WRITTEN PROBLEM: List every line in the rows below that contains the string "trace", matching case.
#### RECORDS PROVIDED ####
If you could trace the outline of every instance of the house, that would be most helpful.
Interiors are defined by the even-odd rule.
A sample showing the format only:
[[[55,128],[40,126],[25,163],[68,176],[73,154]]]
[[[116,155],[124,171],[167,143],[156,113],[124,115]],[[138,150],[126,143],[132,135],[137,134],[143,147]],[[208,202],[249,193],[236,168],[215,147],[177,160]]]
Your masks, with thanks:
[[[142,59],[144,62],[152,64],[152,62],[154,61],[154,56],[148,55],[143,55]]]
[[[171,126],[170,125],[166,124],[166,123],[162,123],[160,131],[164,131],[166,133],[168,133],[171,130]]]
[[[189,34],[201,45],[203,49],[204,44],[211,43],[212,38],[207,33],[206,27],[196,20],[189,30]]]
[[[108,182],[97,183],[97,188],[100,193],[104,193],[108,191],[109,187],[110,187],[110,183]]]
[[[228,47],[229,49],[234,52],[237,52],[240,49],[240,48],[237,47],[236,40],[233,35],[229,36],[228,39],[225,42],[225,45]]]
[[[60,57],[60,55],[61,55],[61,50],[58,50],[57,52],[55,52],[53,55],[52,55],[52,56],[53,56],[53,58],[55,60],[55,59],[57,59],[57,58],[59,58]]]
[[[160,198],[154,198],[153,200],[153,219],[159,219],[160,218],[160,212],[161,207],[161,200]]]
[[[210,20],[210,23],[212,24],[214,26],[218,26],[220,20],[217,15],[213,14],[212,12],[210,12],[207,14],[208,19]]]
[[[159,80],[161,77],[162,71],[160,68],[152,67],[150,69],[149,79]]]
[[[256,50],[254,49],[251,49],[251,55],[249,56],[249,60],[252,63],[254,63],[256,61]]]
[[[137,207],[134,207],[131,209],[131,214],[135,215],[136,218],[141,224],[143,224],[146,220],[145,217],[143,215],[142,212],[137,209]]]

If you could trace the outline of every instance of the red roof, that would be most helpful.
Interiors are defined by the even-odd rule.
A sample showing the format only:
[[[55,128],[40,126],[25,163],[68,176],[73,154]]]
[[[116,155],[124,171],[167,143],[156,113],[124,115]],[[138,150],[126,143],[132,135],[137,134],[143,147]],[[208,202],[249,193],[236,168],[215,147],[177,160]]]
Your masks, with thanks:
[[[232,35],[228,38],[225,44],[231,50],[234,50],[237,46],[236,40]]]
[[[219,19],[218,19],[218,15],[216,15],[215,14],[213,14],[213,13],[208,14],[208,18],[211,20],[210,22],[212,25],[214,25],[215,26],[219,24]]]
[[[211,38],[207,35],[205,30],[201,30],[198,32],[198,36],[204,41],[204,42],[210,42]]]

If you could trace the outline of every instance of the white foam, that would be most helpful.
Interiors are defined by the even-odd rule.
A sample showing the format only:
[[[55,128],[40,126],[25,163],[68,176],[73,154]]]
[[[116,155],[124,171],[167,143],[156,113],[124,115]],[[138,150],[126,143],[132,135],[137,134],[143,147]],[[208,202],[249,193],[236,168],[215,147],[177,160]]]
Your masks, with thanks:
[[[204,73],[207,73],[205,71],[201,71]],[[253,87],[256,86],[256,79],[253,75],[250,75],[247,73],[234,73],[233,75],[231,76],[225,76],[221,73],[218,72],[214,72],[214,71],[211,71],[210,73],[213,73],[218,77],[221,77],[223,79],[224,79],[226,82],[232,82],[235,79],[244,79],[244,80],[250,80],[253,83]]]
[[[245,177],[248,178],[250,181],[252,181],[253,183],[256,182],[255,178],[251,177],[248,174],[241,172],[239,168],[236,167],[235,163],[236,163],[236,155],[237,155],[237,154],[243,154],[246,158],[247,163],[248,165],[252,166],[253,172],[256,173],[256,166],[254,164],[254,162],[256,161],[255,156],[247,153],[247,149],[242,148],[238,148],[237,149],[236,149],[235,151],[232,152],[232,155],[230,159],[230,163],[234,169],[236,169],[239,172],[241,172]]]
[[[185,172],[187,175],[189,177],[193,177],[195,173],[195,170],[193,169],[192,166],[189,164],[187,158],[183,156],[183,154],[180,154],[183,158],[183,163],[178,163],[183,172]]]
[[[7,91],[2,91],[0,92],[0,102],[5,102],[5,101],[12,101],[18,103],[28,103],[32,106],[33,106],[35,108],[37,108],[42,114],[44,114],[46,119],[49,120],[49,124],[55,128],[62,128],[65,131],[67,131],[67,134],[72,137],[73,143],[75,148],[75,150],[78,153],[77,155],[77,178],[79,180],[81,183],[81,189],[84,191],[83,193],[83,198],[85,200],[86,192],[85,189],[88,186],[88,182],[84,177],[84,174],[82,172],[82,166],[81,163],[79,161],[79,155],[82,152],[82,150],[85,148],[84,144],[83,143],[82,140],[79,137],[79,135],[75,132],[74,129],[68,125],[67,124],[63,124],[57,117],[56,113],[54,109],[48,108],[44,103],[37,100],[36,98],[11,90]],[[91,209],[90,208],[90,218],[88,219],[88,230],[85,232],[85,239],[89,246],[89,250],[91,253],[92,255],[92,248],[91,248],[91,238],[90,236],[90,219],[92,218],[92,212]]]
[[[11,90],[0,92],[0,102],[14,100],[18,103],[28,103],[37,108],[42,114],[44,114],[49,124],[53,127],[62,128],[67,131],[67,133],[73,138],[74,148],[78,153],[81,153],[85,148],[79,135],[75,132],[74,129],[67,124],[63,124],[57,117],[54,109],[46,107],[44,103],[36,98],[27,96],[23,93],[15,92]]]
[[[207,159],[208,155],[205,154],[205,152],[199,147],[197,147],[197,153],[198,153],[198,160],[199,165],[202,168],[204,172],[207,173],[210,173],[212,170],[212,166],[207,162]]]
####
FINISHED EXERCISE:
If you could trace the outline of every instance of the house, that would be most helpful.
If you could trace the outline of every instance of the red roof, that would be most helpful.
If you could trace the outline of every instance of the white foam, that would be most helpful.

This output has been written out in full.